GIVEN INSTRUCTION: Starting at the line that contains "Please spot the abstract" and ending at the last line of the records, write those lines out again with their requests, adding 25 to every coordinate value in the answers.
====
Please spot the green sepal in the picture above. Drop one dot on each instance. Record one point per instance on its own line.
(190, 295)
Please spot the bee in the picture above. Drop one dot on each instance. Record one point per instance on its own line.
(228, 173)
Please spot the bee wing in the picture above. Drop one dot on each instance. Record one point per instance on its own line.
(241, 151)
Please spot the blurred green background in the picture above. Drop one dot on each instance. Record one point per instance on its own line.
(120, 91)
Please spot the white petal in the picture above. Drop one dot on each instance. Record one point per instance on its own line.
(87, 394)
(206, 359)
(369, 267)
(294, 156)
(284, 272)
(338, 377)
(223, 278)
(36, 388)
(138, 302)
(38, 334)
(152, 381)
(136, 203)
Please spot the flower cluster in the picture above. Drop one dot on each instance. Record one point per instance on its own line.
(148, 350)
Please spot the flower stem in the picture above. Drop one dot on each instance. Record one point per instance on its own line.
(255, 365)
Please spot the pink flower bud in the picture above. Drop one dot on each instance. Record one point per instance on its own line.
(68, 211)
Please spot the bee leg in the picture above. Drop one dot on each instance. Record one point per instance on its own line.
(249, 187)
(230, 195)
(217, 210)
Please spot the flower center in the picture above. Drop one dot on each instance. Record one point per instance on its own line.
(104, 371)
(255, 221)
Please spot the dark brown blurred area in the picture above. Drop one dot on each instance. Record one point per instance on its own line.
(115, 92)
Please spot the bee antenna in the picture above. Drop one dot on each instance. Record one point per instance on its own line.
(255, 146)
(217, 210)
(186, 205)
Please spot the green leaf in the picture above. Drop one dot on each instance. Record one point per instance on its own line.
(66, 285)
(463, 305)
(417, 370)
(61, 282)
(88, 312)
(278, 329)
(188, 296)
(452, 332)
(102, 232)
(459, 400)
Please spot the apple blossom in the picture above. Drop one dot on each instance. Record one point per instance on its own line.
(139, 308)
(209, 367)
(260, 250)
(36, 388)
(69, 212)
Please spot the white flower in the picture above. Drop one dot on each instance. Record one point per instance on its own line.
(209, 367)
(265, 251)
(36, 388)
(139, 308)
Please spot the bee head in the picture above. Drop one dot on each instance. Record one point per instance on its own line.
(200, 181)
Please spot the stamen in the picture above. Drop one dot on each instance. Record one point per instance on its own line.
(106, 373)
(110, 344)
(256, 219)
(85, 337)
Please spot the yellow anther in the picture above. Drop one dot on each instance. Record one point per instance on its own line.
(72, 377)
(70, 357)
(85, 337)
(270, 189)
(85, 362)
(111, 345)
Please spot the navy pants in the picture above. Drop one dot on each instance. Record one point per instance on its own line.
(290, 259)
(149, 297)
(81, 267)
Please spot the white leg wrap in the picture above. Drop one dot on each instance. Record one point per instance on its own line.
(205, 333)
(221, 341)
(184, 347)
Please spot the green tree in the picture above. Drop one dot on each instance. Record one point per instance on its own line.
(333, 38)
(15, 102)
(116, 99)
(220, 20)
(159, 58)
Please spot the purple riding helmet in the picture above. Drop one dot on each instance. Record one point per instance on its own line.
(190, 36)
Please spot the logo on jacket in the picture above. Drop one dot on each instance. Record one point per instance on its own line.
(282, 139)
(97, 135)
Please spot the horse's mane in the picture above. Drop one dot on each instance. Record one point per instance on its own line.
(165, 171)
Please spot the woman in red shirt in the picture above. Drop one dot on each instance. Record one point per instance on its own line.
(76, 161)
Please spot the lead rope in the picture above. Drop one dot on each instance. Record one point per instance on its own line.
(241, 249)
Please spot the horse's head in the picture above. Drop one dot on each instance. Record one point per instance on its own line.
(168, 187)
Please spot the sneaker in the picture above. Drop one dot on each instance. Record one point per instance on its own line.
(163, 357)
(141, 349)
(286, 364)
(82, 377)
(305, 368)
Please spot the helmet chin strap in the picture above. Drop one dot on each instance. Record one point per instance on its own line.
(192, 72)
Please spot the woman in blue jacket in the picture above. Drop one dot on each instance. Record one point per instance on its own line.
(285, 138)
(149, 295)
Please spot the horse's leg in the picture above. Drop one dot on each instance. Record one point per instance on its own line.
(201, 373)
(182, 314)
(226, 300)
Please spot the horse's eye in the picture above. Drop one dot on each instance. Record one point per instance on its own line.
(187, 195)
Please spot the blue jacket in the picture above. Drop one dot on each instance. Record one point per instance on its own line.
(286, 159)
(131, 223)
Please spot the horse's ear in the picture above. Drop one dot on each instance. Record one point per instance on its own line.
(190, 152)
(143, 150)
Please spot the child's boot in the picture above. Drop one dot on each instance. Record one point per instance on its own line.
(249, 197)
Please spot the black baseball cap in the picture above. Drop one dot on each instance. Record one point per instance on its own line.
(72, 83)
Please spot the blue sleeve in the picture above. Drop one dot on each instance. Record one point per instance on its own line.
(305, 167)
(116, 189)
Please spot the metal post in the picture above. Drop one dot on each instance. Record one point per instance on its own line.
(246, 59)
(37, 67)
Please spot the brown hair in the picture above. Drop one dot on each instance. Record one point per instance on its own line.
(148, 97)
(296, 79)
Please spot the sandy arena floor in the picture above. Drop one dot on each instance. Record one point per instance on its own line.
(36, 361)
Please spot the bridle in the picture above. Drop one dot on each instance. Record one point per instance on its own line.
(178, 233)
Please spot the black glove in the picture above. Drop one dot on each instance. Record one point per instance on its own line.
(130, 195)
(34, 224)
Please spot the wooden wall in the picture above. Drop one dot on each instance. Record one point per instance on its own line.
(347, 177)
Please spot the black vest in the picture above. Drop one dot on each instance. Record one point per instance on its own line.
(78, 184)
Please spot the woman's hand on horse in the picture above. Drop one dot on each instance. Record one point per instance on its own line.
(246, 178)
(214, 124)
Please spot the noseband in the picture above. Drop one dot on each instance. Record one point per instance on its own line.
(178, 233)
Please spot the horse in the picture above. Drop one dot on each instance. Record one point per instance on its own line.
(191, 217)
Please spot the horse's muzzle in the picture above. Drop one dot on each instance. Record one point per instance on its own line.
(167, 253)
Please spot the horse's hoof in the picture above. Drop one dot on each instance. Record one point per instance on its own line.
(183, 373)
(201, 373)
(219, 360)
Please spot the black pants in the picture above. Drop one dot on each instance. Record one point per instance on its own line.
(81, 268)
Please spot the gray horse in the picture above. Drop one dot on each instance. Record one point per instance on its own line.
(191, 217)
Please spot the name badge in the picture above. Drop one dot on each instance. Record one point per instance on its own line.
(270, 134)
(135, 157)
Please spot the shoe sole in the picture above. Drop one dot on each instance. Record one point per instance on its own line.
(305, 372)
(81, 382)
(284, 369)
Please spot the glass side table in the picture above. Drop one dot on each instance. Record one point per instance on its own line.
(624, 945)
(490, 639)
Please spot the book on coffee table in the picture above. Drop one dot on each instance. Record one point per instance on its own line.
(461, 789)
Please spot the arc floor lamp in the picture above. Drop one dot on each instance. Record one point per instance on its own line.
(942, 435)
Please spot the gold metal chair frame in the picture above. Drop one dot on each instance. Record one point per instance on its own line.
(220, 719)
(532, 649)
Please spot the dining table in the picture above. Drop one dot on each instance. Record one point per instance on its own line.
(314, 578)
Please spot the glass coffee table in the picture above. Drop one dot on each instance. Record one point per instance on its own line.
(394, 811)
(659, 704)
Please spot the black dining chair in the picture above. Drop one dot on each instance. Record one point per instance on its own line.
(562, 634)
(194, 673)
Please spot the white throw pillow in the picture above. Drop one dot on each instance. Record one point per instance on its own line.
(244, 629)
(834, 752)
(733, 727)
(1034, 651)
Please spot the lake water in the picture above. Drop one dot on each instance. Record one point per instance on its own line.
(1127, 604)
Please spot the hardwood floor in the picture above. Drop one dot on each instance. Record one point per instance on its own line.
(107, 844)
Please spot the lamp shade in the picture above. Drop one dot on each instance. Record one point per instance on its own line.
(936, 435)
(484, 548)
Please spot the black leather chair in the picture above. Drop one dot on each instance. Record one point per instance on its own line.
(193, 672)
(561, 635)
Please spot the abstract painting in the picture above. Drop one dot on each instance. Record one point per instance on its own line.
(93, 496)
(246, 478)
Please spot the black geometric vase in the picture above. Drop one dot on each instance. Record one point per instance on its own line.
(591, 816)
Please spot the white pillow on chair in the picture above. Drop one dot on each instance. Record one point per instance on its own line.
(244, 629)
====
RESULT OF THIS TASK:
Please spot the abstract painting in the picture above. Drop one dot on each instance. Record one point per instance on its own line.
(118, 521)
(271, 503)
Please spot the black geometric vase in the picture above. Drop one dot on each instance. Record one point per instance on its own line.
(616, 841)
Please spot the white pillow on chair in the picture above. Drop one dot on each instance. Record one point per instance on its own line.
(269, 654)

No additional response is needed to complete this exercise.